Convert the material below into a numbered list, one line per entry, omitting blank lines. Leave the pictures out of your answer.

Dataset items
%%

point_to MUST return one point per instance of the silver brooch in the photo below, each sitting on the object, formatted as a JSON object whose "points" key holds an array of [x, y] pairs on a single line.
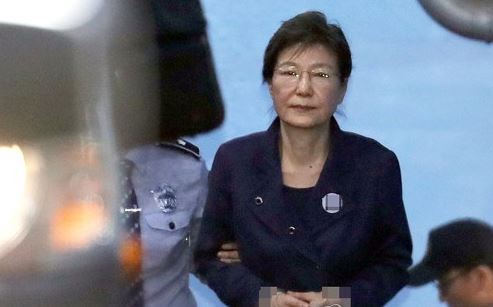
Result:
{"points": [[165, 198], [332, 203]]}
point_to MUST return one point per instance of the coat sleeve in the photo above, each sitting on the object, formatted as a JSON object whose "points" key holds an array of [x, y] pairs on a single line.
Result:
{"points": [[198, 213], [392, 254], [234, 284]]}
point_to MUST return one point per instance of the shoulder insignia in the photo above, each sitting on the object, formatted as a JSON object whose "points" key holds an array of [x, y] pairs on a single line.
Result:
{"points": [[182, 145]]}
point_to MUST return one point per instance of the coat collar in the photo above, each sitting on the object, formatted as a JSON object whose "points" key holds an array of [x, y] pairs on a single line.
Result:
{"points": [[338, 162]]}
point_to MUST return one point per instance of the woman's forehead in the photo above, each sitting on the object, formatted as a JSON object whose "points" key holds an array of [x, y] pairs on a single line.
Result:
{"points": [[311, 55]]}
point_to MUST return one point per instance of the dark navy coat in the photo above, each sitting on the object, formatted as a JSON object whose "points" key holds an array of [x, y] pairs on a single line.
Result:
{"points": [[365, 246]]}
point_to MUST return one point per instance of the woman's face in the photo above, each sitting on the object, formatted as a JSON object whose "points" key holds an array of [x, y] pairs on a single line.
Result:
{"points": [[306, 87]]}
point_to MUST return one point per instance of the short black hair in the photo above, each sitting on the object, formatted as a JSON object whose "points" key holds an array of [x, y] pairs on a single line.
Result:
{"points": [[305, 30]]}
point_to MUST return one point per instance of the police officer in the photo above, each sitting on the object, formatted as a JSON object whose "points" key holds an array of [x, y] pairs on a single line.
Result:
{"points": [[169, 180]]}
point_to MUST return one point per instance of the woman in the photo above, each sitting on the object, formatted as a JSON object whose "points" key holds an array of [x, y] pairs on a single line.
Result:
{"points": [[308, 204]]}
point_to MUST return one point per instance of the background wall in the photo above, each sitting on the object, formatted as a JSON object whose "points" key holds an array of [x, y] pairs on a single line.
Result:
{"points": [[422, 91]]}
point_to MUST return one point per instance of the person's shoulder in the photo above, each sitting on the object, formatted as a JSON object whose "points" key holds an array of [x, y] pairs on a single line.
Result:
{"points": [[182, 147], [364, 142], [367, 148], [176, 152]]}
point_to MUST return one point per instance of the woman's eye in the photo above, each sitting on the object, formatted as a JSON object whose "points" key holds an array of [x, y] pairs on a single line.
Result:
{"points": [[322, 75]]}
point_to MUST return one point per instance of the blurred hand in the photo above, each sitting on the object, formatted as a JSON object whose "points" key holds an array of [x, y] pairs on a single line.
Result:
{"points": [[286, 300], [229, 253], [315, 299]]}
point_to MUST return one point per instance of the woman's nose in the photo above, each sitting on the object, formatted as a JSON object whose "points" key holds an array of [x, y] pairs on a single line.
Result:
{"points": [[304, 86]]}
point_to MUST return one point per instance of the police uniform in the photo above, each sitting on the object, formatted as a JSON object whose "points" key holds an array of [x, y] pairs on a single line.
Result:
{"points": [[170, 184]]}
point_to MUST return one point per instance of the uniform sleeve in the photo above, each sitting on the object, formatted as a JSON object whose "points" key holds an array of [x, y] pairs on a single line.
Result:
{"points": [[198, 212], [392, 256], [234, 284]]}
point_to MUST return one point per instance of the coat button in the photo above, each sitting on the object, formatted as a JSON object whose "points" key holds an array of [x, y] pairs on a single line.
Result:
{"points": [[291, 230], [259, 200]]}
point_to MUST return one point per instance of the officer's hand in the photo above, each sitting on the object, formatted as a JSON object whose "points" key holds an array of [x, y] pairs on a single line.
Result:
{"points": [[286, 300], [229, 253]]}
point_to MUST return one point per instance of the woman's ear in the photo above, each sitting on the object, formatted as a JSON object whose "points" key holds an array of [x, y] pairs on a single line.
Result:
{"points": [[484, 276], [343, 91]]}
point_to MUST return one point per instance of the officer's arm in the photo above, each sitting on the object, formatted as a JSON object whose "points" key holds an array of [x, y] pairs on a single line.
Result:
{"points": [[197, 215]]}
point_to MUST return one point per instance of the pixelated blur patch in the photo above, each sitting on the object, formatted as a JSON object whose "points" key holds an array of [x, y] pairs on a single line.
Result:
{"points": [[337, 296]]}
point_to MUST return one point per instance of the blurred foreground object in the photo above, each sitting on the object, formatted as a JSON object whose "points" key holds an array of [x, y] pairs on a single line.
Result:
{"points": [[77, 89], [469, 18]]}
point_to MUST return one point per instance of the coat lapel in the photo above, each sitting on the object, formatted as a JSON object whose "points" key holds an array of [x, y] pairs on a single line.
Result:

%%

## Full solution
1. point_to MUST return one point per instance of the silver brooch in the photo below, each sitting on the object, formatted as a JSON object whose "points" key holds an array of [x, y] pairs on a single line.
2. Result:
3. {"points": [[165, 198], [332, 203]]}
4. point_to MUST return one point per instance of the coat sleeve in the photo above, each sitting on the object, formatted as a JSON object whose "points" key holds an array of [x, y] pairs on a single line.
5. Result:
6. {"points": [[198, 213], [392, 254], [234, 284]]}
7. point_to MUST return one point per instance of the shoulder insignia in the photo above, each sitting on the object, formatted as a JSON object whose "points" key holds an array of [x, y] pairs on a single line.
8. Result:
9. {"points": [[182, 145]]}
10. point_to MUST return one point per instance of the coat collar in the photo above, each sitting on the object, formatted as a JSON object whose "points" key holds an array of [x, y] pairs on a single line.
11. Result:
12. {"points": [[338, 162]]}
13. point_to MUST return one point per instance of the woman's forehead in the photo above, each sitting on the object, formatted as a JSON object whose "points" key holds an array of [x, y] pairs on a single line.
14. Result:
15. {"points": [[311, 55]]}
16. point_to MUST return one point per instance of the dark navy coat in the photo above, each sitting on the object, formatted as a JSON object whose "points" key holds an array of [x, y] pairs on a single line.
17. Result:
18. {"points": [[365, 246]]}
19. point_to MUST return one point per instance of the woman's face in the photo above, each sitting on the object, formatted as a JSON object whose "points" key holds an array of [x, y] pairs on a single line.
20. Result:
21. {"points": [[306, 87]]}
22. point_to MUST return one point per instance of the short black hair in the photo above, each sitting on the object, formatted as a JSON object whose "points" key holds an array of [x, y] pairs on a single line.
23. Result:
24. {"points": [[305, 30]]}
25. point_to MUST return one point per instance of the police officer in the photo above, each sitting on the object, formatted as a JSON object whose "points" key holds an array of [x, y] pairs on a single line.
26. Result:
27. {"points": [[169, 180]]}
28. point_to MUST return one point per instance of the woman in the photo above, each sitting on the object, formatted as a JSON object whose "points" key holds an array of [x, y] pairs on a single line.
29. Result:
30. {"points": [[308, 204]]}
31. point_to MUST return one point per instance of the background wall in the photo above, each sitting on the object, formatted as a JSON object whose "points" key holds an array of [x, y] pairs on a single line.
32. Result:
33. {"points": [[422, 91]]}
34. point_to MUST return one point per instance of the person's shoulder in the photo above, each sitting on the object, formatted as a JSON object whose "points" key holds an array of [x, y] pairs on a single line.
35. Result:
36. {"points": [[182, 147], [364, 142], [367, 148], [176, 152]]}
37. point_to MUST return one point per instance of the woman's eye in the photo above, each sitting on the object, formatted as a JSON object whose "points" key holds an array of [x, y] pairs on a single line.
38. Result:
39. {"points": [[322, 75]]}
40. point_to MUST return one point per instance of the blurred hand in the photo above, each sitting on the object, formatted as a JSON object whose "points" key holds an array of [x, y] pairs on a single line.
41. Result:
42. {"points": [[286, 300], [229, 253], [315, 299]]}
43. point_to MUST return one point per instance of the woman's nose in the photo above, each sitting on the object, formatted as a JSON object whose "points" key holds an array of [x, y] pairs on a single line.
44. Result:
45. {"points": [[304, 86]]}
46. point_to MUST return one point per instance of the police uniform in the photo above, each sitting on the object, formatted as a JSON object whose "points" key holds an array of [x, y] pairs on a single line.
47. Result:
48. {"points": [[170, 184]]}
49. point_to MUST return one point per instance of the uniform sleeve in the photo above, each sitting on the object, formatted as a JSON object whose "points" key holds an array of [x, y] pairs on a single line.
50. Result:
51. {"points": [[198, 212], [392, 256], [234, 284]]}
52. point_to MUST return one point per instance of the coat button in the photo above, each sitting on the object, formatted as a JSON object whose "points" key holds an array of [x, y] pairs on a single line.
53. Result:
54. {"points": [[291, 230], [259, 200]]}
55. point_to MUST return one point per instance of the officer's hand in the photo above, each sitting on the object, formatted as a JSON object whose "points" key holds an array of [x, y] pairs on a single line.
56. Result:
57. {"points": [[286, 300], [229, 253]]}
58. point_to MUST return one point per instance of the woman's ear in the photo above, each sitting on the object, formatted as a JSON object whose "points" key holds an array of [x, y] pairs on a single line.
59. Result:
60. {"points": [[484, 276], [343, 91]]}
61. point_to MUST return one point per instance of the officer's arm in the photo above, each sitting on the object, formatted as a JSON object whose "points" key holds an array of [x, y] pairs on a single line.
62. Result:
63. {"points": [[197, 215]]}
64. point_to MUST return one point per instance of the pixelated blur patch in the photo above, each sitting on the object, formatted as a JSON object whose "points" key holds an array of [x, y] pairs on a single line.
65. Result:
66. {"points": [[337, 296]]}
67. point_to MUST return one point per instance of the blurred foreground object in the photo above, each sitting on the object, formatted as a JSON object whose "points" key holds an array of [x, y] pairs on a single line.
68. Result:
69. {"points": [[77, 89], [469, 18]]}
70. point_to MUST return one point per instance of the coat lapel in the photo above, each sitting on the object, formatted as a JSON object whose "points" key holds an array of [x, y] pairs on a single line.
71. Result:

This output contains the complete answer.